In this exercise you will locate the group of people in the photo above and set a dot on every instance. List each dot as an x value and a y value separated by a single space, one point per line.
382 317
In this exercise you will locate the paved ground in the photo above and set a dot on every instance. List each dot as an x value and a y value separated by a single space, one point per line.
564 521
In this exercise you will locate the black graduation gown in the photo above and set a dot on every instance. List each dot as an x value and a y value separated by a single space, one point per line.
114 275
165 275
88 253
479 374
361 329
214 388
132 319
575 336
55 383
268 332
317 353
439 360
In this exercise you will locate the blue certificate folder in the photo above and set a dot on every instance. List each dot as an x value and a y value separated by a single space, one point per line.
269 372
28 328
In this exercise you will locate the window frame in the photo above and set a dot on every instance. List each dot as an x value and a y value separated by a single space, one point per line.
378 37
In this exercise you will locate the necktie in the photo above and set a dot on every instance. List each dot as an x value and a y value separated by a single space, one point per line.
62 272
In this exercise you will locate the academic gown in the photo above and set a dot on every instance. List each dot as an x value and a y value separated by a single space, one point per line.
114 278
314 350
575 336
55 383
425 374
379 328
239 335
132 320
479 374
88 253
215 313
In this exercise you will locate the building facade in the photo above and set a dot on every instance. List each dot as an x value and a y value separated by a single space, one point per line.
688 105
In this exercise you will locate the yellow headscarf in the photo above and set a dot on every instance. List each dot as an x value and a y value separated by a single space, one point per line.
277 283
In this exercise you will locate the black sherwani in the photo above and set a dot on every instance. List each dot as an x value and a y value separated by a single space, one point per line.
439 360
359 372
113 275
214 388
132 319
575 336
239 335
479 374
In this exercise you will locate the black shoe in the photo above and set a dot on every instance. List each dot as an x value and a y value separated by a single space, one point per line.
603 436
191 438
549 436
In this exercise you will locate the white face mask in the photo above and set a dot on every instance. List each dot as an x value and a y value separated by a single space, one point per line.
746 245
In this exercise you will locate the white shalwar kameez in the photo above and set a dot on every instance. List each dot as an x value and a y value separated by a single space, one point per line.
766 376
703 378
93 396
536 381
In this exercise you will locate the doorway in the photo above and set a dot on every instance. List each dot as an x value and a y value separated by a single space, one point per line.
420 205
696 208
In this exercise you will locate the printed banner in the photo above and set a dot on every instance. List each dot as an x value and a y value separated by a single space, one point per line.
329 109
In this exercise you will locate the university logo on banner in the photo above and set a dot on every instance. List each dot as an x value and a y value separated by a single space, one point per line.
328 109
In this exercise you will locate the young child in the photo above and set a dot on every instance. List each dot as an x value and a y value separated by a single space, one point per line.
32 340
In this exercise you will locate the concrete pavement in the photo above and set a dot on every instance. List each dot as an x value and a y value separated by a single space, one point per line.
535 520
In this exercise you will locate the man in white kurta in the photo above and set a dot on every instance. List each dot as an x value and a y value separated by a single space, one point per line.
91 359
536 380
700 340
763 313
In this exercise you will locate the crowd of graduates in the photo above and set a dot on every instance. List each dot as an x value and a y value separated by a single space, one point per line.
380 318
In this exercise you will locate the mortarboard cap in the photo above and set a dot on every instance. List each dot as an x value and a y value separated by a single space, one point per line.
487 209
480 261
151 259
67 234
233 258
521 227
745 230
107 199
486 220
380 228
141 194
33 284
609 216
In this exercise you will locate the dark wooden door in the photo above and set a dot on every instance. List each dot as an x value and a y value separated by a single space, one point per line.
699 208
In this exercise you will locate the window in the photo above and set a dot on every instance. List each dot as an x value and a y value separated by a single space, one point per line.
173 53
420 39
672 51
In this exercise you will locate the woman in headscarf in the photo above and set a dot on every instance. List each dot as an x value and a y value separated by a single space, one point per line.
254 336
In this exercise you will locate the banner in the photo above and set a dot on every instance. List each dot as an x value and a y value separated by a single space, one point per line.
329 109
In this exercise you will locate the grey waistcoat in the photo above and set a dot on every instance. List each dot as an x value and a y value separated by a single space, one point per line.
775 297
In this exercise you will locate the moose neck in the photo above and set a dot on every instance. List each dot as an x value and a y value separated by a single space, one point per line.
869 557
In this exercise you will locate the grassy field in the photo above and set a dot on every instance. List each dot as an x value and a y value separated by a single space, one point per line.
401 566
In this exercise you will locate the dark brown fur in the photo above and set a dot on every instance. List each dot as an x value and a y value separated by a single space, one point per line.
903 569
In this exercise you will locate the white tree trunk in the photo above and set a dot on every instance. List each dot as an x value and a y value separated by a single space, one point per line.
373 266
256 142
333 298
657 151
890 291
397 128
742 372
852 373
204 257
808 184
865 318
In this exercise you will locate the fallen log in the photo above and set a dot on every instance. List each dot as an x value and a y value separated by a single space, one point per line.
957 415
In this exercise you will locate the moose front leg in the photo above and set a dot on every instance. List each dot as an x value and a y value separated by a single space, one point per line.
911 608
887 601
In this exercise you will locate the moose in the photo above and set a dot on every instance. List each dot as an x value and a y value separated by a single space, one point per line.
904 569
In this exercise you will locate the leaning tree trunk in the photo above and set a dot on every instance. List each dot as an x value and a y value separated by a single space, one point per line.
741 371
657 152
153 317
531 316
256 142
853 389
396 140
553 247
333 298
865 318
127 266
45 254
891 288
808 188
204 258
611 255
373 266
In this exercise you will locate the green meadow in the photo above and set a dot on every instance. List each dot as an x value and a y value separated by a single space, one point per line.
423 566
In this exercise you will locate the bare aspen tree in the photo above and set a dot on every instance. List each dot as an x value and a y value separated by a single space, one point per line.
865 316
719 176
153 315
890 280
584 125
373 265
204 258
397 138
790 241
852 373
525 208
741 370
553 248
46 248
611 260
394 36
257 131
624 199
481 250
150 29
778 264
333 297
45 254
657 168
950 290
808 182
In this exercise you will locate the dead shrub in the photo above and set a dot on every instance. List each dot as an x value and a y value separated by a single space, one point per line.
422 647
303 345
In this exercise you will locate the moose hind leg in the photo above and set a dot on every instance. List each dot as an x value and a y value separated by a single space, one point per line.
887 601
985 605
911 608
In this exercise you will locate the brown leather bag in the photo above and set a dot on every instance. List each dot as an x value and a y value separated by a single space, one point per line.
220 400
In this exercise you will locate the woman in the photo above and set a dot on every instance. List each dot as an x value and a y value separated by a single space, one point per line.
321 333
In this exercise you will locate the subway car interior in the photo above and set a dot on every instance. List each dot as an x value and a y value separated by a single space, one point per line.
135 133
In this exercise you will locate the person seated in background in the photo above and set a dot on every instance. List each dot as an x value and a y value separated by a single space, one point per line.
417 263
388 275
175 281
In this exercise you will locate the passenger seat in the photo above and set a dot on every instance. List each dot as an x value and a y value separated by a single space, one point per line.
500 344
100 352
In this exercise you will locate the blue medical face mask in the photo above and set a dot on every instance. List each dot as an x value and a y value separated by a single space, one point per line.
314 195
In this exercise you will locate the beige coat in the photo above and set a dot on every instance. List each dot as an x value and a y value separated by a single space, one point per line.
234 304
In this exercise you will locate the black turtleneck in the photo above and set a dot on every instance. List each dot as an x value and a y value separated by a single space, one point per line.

----

SET TASK ->
Reproduce each of the records above verbatim, line by line and in the same order.

FINISHED TASK ->
In this exercise you will locate the group of people in the photo above and set a dot on every instance. List each dot as an x value and a y value separated by a single space, one point per line.
382 317
In this exercise you will locate the paved ground in the photo above and set a dot on every instance. List each dot as an x value and a y value separated by a single space, one point per line.
564 521
In this exercise you will locate the black graduation gown in the photo above and set a dot on every instance. List each dot as an x value and a y value separated by a single space, one point per line.
114 275
165 275
88 253
479 374
361 329
214 388
132 319
575 336
55 383
268 332
317 353
439 360
In this exercise you will locate the blue certificate folder in the photo above and set a dot on every instance. List each dot as an x value and a y value separated by a single space, one point per line.
269 372
28 328
In this exercise you will locate the window frame in the photo above and set a dot on every instance. List each dot as an x value and a y value separated by a single space, one point per line.
378 37
In this exercise you will locate the necktie in the photo above and set a dot on every instance. List each dot as an x value and a y value separated by a single space, one point per line.
62 272
In this exercise you will locate the academic gown in the photo above and set a dot on every instance. List each dot as an x value and a y value separated by a single space, one point per line.
114 278
314 350
575 336
55 383
425 374
379 328
239 335
132 320
479 374
88 253
215 313
In this exercise you will locate the building facade in the photo above and set a dot on every instance. List each dot as an x value and a y value separated by a single space, one point per line.
688 105
In this exercise you will locate the yellow headscarf in the photo above and set a dot on every instance. List each dot as an x value and a y value separated by a single space, one point per line.
277 283
In this exercise you will locate the black sherwani in the photo above and set a dot on every instance. List each dot as an x value and a y value separated by a single space, one point per line.
439 360
359 372
113 275
214 388
132 319
575 336
239 335
479 374
In this exercise you will locate the black shoe in the photo above and set a dot on every instance. List each dot as an x value and a y value separated by a single space, one point per line.
603 436
191 438
549 436
In this exercise you will locate the white face mask in the photo above and set a dot on every instance. List each dot as an x value and a y value separated by a single space, one point per line.
746 245
In this exercise you will locate the white shalwar kameez in the photo above and set a dot on every instance. List each dot as an x value and a y value separated by a single space, one point per line.
766 376
703 378
93 396
536 381
In this exercise you will locate the doorway in the photo above and set a dot on every instance. List each dot as an x value and a y value separated by a single space, one point per line.
420 205
696 208
In this exercise you will locate the printed banner in the photo above and set a dot on every instance. List each dot as an x value and a y value separated by a single space, one point per line.
329 109
In this exercise you will locate the university logo on banner in the photo above and set a dot on every instance. List each dot as an x value and a y value separated by a single space, one point per line.
328 109
In this exercise you will locate the young child in the photo above and set a dot on every instance. List each dot as an x value and a y value separated by a single space, one point per line.
32 340
In this exercise you will locate the concrete pavement in the photo above and set a dot on every instance. List each dot as an x value and a y value separated by a single space, one point per line.
535 520
In this exercise you will locate the man in white kurta in the photo above and set a dot on every instance. List each dot as an x value and a y value separated by a single space, one point per line.
91 359
536 380
700 340
763 313
In this exercise you will locate the crowd of graduates in the photo above and set a dot on every instance. List each dot as an x value and a y value separated by a single space, one point per line.
380 318
In this exercise you will locate the mortarboard cap in the photo above and set a dot on every instance. List each dot as an x value and a y value separated by a single space, one point per line.
487 209
480 261
151 259
67 234
233 258
521 227
745 230
107 199
486 220
380 228
141 194
33 284
609 216
In this exercise you will locate the dark wooden door in the photo above and set a dot on every instance. List each dot as an x value and a y value separated by a single space, one point per line.
699 208
In this exercise you will locate the window in the photo above and set a dot on every instance. List each dot as an x value and a y value separated by a single space, one point per line.
173 53
420 39
672 51
In this exercise you will locate the woman in headscarf in the photo above and set a dot on every instance. List each dot as an x value and a y value separated by a single space, one point per line.
254 336
In this exercise you will locate the banner in the photo above and set a dot on every instance. List each dot as an x value and a y value separated by a single space, one point per line.
329 109
In this exercise you will locate the grey waistcoat in the photo above and set a dot on every instance. List each dot as an x value and a y value separated by a single space, one point per line.
775 297
In this exercise you will locate the moose neck in the photo above and set a dot on every instance. List each dot as an x value and a y value separated by a single space, one point per line.
869 557
In this exercise you will locate the grassy field in the photo above and set a dot on every instance. List each dot as an x value and a y value separated by a single space, one point per line.
401 566
In this exercise you will locate the dark brown fur in the photo above and set a dot on every instance. List each dot as an x value and a y value separated by a single space, one point per line.
903 569
In this exercise you will locate the white tree trunk in the photo above and set a dot on every instance. List each dot as an x value and a y value separated by a single space, one point per line.
373 266
256 142
333 298
657 151
890 291
397 128
742 372
852 373
204 257
808 184
865 318
In this exercise you will locate the fallen log in the photo above and set a dot on every instance. List each dot as an x value and a y value separated by a single space, one point per line.
957 415
In this exercise you will locate the moose front leg in the photo above and set a dot on every instance. List each dot as an x value and a y value separated by a single space, one point per line.
911 608
887 601
In this exercise you will locate the moose in the photo above and set a dot on every instance. List each dot as an x value and a y value separated by a single space, one point per line.
904 569
In this exercise you will locate the leaning tree trunk in the photo above and set a dot on every instance. List each dot as an x value and a y value separated by a single space, one point per line.
741 371
657 152
153 317
531 316
256 142
853 389
396 140
553 247
333 298
865 318
127 266
45 254
891 288
808 188
204 258
611 255
373 266
In this exercise you will locate the green meadow in the photo above and set a dot on every instance. List each dot as an x value and a y value separated by a single space, one point per line.
423 566
In this exercise you will locate the bare aspen tree in the photo above and set a dot on every instance. List each dot as an x value and a y value separated by a single space, one point per line.
865 316
719 176
153 315
890 280
584 125
373 265
204 258
397 138
790 241
852 373
525 208
741 370
553 248
46 248
611 260
394 36
257 131
624 199
481 250
150 29
778 264
333 297
45 254
657 168
950 290
808 182
In this exercise you will locate the dead shrub in the photo above and set a dot on every instance. List each dot as an x value and a y value separated by a single space, one point per line.
422 647
303 345
In this exercise you will locate the moose hind leg in the photo above and set a dot on every instance. List each dot as an x value and a y value separated by a single space, one point per line.
887 601
985 605
911 608
In this exercise you will locate the brown leather bag in the photo above and set a dot on every instance. List each dot as an x value and a y value separated by a single space, one point per line.
220 400
In this exercise you will locate the woman in the photo above and set a dot on every instance. List each dot as an x value and a y value separated by a single space, one point per line.
321 333
In this exercise you will locate the subway car interior in the photo above and set a dot on every instance. List each dot as an x value and a y value separated by a single space, one point per line.
135 133
In this exercise you will locate the person seated in background in the photo above and set a dot on every instance. List each dot as an x value and a y value separated by a single space, one point per line.
417 263
388 275
175 281
In this exercise you will locate the passenger seat in the photo above and set a dot on every instance. List each dot as an x value and a y value separated by a single space, one point per line.
500 344
100 352
In this exercise you will locate the blue medical face mask in the photo above and set a dot on every instance. List each dot as an x value and a y value separated by a single space, one point per line.
314 195
In this exercise you will locate the beige coat in the photo above and set a dot on every instance. List each dot as an x value and a y value separated by a single space, one point per line.
234 304
In this exercise you will locate the black turtleneck in the photo above and set a dot on every instance. List each dot as an x value and a y value separated by a single space, one point per line.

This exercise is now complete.